What you will do: Each record that follows must be given again without alteration.

:: The input

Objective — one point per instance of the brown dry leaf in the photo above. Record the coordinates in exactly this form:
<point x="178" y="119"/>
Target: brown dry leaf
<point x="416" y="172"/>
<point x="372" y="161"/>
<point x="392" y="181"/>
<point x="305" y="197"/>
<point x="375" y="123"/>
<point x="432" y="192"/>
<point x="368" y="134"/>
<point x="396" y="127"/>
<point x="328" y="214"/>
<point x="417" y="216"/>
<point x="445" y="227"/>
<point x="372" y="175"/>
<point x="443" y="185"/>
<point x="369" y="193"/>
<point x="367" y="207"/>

::::

Result for this task:
Objective — one point per instance of the brown dry leaf in the photo above. Record the coordinates in exactly this form:
<point x="178" y="119"/>
Target: brown dry leaf
<point x="416" y="172"/>
<point x="372" y="161"/>
<point x="392" y="181"/>
<point x="305" y="197"/>
<point x="375" y="123"/>
<point x="432" y="192"/>
<point x="368" y="134"/>
<point x="396" y="127"/>
<point x="328" y="214"/>
<point x="417" y="216"/>
<point x="445" y="227"/>
<point x="372" y="175"/>
<point x="443" y="185"/>
<point x="369" y="193"/>
<point x="367" y="207"/>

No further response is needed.